Labeling and segmentation records
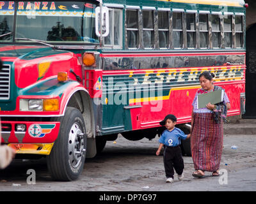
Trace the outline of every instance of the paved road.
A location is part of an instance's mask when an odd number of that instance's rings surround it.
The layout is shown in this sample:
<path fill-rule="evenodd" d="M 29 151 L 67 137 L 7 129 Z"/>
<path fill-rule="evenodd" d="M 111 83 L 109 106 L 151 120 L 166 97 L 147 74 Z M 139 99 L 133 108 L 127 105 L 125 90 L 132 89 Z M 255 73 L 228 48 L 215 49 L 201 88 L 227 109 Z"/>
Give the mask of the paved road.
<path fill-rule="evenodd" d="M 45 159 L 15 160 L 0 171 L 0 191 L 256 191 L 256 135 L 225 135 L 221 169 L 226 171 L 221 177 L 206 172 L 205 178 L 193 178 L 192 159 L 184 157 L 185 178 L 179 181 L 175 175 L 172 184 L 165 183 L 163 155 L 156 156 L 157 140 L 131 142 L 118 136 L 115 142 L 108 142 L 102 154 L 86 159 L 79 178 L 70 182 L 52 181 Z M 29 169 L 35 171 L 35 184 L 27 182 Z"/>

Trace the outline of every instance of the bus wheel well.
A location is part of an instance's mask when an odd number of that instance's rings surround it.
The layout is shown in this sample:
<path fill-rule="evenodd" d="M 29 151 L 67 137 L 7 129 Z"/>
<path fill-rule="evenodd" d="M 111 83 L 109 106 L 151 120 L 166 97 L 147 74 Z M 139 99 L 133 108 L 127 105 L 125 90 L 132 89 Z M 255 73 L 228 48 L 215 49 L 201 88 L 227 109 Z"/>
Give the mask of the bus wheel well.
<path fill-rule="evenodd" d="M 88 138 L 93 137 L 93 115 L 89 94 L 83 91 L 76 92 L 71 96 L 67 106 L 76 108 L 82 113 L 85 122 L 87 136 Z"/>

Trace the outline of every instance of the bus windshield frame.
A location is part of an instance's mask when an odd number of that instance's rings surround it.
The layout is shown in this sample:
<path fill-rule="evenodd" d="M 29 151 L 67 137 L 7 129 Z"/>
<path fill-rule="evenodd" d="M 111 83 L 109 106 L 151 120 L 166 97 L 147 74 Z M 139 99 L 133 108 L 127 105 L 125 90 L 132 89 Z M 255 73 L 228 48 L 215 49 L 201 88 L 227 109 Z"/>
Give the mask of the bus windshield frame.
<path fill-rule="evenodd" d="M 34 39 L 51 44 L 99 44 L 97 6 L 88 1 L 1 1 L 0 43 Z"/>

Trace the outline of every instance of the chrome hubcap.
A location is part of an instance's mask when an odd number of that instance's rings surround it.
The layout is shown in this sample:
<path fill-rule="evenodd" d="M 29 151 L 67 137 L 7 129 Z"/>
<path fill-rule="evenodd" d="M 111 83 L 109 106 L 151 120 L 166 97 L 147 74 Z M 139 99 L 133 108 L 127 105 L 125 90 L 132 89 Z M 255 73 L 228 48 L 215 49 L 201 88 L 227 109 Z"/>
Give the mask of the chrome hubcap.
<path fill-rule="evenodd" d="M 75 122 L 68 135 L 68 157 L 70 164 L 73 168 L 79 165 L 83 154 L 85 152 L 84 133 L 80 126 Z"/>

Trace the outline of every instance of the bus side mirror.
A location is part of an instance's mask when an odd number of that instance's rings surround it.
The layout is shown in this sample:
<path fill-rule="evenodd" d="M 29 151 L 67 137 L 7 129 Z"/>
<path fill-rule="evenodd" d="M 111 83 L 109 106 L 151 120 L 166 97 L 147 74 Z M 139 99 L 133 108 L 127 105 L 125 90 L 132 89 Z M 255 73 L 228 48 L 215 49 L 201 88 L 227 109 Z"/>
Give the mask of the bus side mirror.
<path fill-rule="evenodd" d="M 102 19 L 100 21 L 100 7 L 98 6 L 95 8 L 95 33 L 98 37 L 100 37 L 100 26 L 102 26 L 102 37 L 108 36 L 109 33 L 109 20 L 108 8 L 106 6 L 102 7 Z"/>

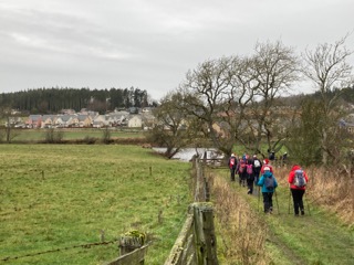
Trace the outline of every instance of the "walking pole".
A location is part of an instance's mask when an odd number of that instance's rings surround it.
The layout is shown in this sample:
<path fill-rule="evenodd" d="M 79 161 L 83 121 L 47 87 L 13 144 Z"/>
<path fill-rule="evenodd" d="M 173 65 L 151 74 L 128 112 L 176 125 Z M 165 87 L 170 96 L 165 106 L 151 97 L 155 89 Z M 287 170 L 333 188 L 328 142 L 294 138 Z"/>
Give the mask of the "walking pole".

### Instructions to follow
Copy every line of the items above word for word, omitting the pictures.

### Expected output
Trace the outline of every instance of the paved road.
A location is part of an instance's mask when an odd number of that instance's rings surround it.
The layout is shown in this sample:
<path fill-rule="evenodd" d="M 29 151 L 67 137 L 7 129 Z"/>
<path fill-rule="evenodd" d="M 111 83 L 109 106 L 151 120 L 166 97 L 147 74 Z M 139 99 L 133 108 L 127 105 L 125 90 L 132 89 Z M 255 73 L 228 48 L 215 49 L 201 88 L 227 109 Z"/>
Give the mask of the paved road.
<path fill-rule="evenodd" d="M 45 159 L 15 160 L 0 171 L 0 191 L 256 191 L 256 135 L 225 135 L 221 169 L 226 171 L 221 177 L 206 172 L 205 178 L 193 178 L 192 159 L 184 157 L 185 178 L 179 181 L 175 175 L 172 184 L 165 183 L 163 155 L 156 156 L 157 140 L 131 142 L 118 136 L 115 142 L 108 142 L 102 154 L 86 159 L 79 178 L 70 182 L 52 181 Z M 29 169 L 35 171 L 35 184 L 27 182 Z"/>

Trace the outline of every instance of the bus wheel well.
A location is part of an instance's mask when an odd number of that instance's rings surround it.
The layout is shown in this sample:
<path fill-rule="evenodd" d="M 29 151 L 67 137 L 7 129 Z"/>
<path fill-rule="evenodd" d="M 111 83 L 109 106 L 151 120 L 166 97 L 147 74 Z M 139 99 L 133 108 L 127 105 L 125 90 L 132 89 Z M 255 73 L 228 48 L 215 49 L 201 88 L 227 109 Z"/>
Give the mask of the bus wheel well.
<path fill-rule="evenodd" d="M 88 138 L 93 137 L 93 115 L 89 94 L 83 91 L 76 92 L 71 96 L 67 106 L 76 108 L 82 113 L 85 122 L 87 136 Z"/>

Trace the outline of every instance of the bus windshield frame.
A location is part of an instance's mask when an odd number of that instance's rings surround it.
The layout is shown in this sample:
<path fill-rule="evenodd" d="M 29 151 L 67 137 L 7 129 Z"/>
<path fill-rule="evenodd" d="M 111 83 L 109 106 L 151 120 L 166 97 L 147 74 Z M 139 99 L 133 108 L 127 105 L 125 90 L 132 89 Z M 255 73 L 228 48 L 215 49 L 201 88 L 227 109 Z"/>
Give the mask of the bus windshield frame.
<path fill-rule="evenodd" d="M 34 39 L 51 44 L 99 44 L 97 6 L 88 1 L 1 1 L 0 43 Z"/>

Trace the outline of every instance of the chrome hubcap.
A location is part of an instance's mask when an odd number of that instance's rings surround it.
The layout is shown in this sample:
<path fill-rule="evenodd" d="M 29 151 L 67 137 L 7 129 Z"/>
<path fill-rule="evenodd" d="M 111 83 L 109 106 L 151 120 L 166 97 L 147 74 Z M 139 99 L 133 108 L 127 105 L 125 90 L 132 89 Z M 255 73 L 228 48 L 215 49 L 201 88 L 227 109 Z"/>
Give the mask of the chrome hubcap.
<path fill-rule="evenodd" d="M 75 122 L 68 135 L 68 157 L 70 164 L 73 168 L 79 165 L 83 154 L 85 152 L 84 133 L 80 126 Z"/>

Trace the outline of every instance of the bus side mirror.
A location is part of an instance's mask when an odd number of that instance's rings surround it.
The layout is shown in this sample:
<path fill-rule="evenodd" d="M 29 151 L 67 137 L 7 129 Z"/>
<path fill-rule="evenodd" d="M 111 83 L 109 106 L 151 120 L 166 97 L 147 74 Z M 139 99 L 133 108 L 127 105 L 125 90 L 132 89 Z M 255 73 L 228 48 L 215 49 L 201 88 L 227 109 Z"/>
Give the mask of the bus side mirror.
<path fill-rule="evenodd" d="M 102 19 L 100 21 L 100 7 L 98 6 L 95 8 L 95 33 L 98 37 L 100 37 L 100 26 L 102 26 L 102 37 L 108 36 L 109 33 L 109 20 L 108 8 L 106 6 L 102 7 Z"/>

Trace the outline of every instance of the "walking pole".
A location is part of an instance's mask when an odd number of that instance's rings surround it.
The layout is shown in this sample:
<path fill-rule="evenodd" d="M 79 161 L 83 121 L 47 87 L 13 144 Z"/>
<path fill-rule="evenodd" d="M 173 65 L 151 74 L 128 112 L 176 125 Z M 165 87 L 170 96 L 165 106 L 151 97 L 155 89 Z M 287 170 L 333 188 L 328 142 L 294 138 Z"/>
Give the mask of the "walking pole".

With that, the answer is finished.